## SELECTED TEXT
The Heritage Foundation, a prominent conservative think tank in Washington, has anointed this rising GOP star "the leader of the future of the conservative movement."
No, it's not Louisiana Gov. Bobby Jindal, Minnesota Gov. Tim Pawlenty or House Minority Whip Eric Cantor of Virginia.
The man supposedly tasked with carrying the hopes and ambitions of an entire political party is Rep. Paul Ryan, R-Wis.
At 39, Ryan has become the go-to-guy on policy.
"I'm the man of the hour because I'm the top Republican on the House Budget Committee," he told FOX News in an interview.
Republicans are desperately seeking a new generation of leaders as it attempts to recover from two devastating election cycles that stripped them of power in Congress and the White House.
Ryan could be the man to lead the party back to power.
Elected to Congress in his 20s, he's a self-described nerd.
"I've been reading federal budgets since I was 22-years-old," he said. "That's kind of a weird thing to admit. It kind of makes me look like a dork."
A husband and father of three children, Ryan's got a knack for simplifying complex budget concepts.
"When my kids are my age, the federal government will have to tax 40 cents out of every dollar just to pay for the federal government we have today at that time," he said. "You add the Obama budget ambitions on top of it, it gets even worse. You will destroy this country's prosperity."

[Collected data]
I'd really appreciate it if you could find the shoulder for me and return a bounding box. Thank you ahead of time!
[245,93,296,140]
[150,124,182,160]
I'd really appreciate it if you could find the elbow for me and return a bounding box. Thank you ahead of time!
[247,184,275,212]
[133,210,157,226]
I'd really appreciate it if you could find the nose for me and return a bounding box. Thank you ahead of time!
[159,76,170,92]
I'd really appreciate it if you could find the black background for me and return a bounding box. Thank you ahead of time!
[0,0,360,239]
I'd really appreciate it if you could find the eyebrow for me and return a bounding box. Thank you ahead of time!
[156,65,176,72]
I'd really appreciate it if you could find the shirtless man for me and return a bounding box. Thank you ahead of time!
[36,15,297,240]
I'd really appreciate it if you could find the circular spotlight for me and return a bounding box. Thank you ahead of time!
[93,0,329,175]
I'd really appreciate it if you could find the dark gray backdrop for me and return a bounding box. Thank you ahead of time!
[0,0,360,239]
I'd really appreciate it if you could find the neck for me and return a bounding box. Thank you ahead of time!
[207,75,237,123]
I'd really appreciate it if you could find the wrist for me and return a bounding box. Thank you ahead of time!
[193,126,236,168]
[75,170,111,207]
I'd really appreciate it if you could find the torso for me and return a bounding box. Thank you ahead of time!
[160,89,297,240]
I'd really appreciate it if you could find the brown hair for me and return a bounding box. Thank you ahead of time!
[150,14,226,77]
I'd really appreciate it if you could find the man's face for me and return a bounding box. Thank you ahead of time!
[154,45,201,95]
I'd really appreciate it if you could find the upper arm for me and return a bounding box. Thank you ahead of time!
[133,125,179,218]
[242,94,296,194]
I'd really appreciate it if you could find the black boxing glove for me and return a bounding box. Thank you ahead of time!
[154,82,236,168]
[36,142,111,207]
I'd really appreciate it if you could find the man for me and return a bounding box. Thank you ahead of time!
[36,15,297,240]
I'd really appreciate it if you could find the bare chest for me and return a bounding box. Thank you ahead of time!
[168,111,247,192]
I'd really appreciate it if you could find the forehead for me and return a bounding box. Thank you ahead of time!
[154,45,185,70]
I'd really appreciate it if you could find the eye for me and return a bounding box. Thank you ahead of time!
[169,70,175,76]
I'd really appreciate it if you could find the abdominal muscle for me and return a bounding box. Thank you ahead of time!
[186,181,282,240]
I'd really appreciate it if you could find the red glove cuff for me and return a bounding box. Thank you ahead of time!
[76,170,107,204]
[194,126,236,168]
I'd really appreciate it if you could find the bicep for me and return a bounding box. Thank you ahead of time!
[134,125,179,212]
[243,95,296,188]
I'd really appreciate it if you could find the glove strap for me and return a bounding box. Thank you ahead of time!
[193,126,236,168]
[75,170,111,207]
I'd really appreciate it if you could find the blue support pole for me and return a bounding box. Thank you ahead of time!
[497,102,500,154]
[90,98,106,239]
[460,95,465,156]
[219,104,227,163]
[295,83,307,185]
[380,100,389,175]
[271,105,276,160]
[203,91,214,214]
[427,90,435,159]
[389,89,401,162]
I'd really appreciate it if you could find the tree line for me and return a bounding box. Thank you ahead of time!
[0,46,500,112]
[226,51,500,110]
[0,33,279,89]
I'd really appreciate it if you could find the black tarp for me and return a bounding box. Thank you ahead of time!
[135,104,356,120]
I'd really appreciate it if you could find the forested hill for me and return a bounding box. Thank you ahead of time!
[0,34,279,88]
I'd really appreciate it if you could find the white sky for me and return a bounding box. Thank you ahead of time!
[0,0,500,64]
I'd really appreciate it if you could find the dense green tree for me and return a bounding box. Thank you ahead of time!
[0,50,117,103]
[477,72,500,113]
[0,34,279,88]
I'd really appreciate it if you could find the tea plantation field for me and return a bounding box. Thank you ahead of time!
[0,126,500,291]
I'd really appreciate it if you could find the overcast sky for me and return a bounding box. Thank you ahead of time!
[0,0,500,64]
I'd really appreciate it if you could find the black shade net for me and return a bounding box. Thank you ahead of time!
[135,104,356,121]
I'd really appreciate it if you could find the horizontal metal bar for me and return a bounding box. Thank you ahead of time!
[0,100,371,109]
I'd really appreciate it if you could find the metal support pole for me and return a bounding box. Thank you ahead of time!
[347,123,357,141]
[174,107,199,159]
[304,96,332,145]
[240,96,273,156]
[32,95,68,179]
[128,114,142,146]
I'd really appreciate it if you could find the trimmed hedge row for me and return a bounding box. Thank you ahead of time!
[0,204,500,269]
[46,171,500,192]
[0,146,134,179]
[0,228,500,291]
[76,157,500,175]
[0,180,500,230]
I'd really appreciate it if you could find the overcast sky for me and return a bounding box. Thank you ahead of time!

## WORK REQUIRED
From the profile of Paul Ryan, list each politician the text explicitly rules out as the figure the Heritage Foundation anointed, with the office the text gives for each.

## SOLVED PROBLEM
- Bobby Jindal, Governor of Louisiana
- Tim Pawlenty, Governor of Minnesota
- Eric Cantor of Virginia, House Minority Whip